## Given request
Pull out each line of the items below that contains the word "building", and copy those lines unchanged.

## Point annotations for photos
----------

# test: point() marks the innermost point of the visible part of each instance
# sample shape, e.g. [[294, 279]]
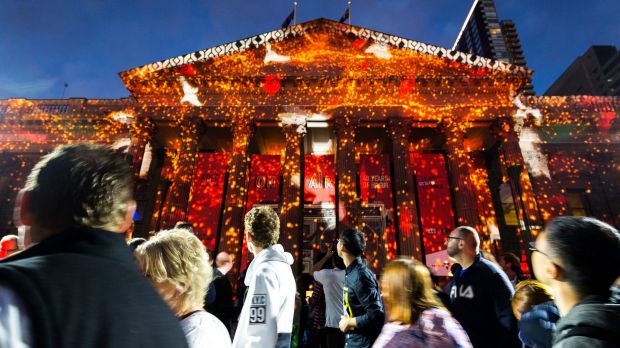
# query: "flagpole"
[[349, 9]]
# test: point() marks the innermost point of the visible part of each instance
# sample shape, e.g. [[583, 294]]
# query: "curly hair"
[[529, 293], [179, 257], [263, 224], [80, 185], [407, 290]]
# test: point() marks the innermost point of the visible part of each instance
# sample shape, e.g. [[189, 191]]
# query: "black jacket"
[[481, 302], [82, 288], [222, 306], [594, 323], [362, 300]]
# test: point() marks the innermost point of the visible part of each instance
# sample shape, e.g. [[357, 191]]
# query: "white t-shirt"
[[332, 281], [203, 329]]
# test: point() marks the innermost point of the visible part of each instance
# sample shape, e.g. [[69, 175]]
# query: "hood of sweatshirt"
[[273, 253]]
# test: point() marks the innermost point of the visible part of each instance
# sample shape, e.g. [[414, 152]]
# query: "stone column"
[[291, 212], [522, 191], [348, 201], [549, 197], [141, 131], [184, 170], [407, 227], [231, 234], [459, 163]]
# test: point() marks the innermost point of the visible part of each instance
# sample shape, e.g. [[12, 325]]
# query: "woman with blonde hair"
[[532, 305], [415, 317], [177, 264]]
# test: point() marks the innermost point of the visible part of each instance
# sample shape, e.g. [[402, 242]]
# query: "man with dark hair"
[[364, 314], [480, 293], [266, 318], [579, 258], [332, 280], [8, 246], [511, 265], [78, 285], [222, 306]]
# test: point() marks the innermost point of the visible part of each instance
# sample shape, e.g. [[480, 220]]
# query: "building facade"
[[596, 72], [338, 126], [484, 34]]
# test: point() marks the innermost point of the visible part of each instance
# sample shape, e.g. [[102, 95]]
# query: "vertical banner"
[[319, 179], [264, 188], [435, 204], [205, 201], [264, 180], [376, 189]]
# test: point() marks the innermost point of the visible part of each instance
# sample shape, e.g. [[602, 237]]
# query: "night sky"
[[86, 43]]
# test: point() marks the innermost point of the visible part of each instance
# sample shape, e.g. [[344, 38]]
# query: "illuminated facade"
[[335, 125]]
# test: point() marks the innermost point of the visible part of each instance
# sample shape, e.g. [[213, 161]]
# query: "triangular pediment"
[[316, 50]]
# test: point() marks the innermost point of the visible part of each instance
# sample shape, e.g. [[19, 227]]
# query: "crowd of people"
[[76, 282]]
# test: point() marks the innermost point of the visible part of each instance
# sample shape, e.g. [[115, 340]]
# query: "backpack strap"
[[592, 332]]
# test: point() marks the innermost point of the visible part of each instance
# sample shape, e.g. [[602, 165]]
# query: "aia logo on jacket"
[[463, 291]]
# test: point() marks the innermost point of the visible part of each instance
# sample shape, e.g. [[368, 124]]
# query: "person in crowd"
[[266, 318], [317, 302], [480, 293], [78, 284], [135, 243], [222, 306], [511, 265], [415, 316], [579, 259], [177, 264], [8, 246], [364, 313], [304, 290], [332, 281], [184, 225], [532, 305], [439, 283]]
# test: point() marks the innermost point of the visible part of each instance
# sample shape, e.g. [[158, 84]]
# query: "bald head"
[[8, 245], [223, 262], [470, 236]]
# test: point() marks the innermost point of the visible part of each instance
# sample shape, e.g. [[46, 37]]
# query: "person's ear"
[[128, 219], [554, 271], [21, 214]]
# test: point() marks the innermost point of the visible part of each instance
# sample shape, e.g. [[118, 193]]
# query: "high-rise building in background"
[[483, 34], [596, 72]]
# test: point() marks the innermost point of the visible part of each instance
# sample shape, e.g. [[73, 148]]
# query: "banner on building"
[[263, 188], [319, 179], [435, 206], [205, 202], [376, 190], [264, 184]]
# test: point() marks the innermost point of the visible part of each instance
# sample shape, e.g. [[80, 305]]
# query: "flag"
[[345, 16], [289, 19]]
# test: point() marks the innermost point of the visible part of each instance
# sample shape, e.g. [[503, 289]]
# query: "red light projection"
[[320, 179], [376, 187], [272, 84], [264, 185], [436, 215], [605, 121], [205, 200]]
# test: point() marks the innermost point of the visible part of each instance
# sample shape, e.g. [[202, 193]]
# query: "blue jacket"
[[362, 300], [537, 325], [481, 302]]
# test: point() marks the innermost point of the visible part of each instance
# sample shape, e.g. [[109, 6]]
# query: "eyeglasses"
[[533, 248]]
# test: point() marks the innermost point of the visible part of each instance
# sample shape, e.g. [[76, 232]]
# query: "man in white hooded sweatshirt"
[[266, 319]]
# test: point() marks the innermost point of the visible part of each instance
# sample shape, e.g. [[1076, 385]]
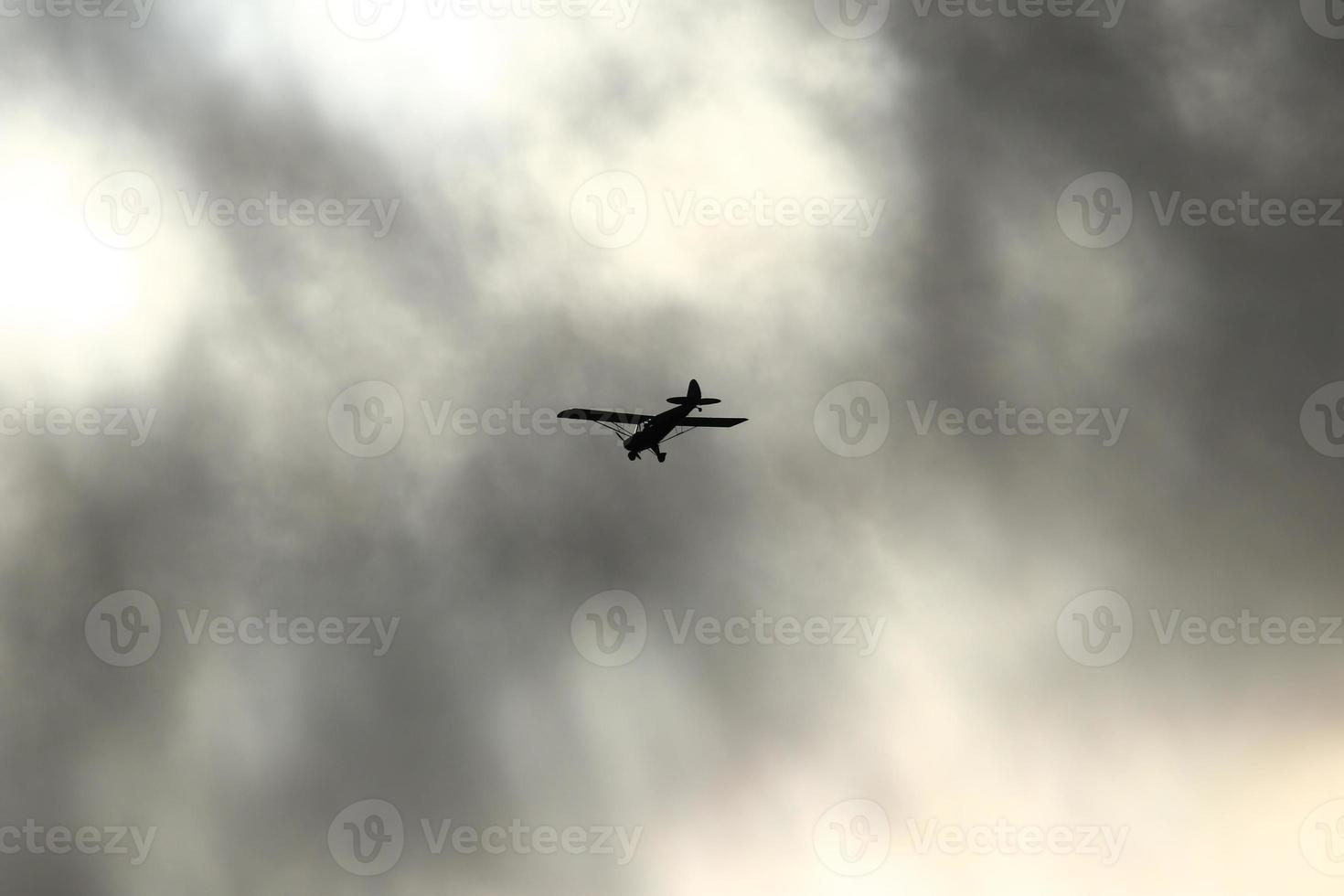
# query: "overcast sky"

----------

## Solution for this problem
# query: "building facade"
# query: "high-rise building in background"
# query: "banner on building"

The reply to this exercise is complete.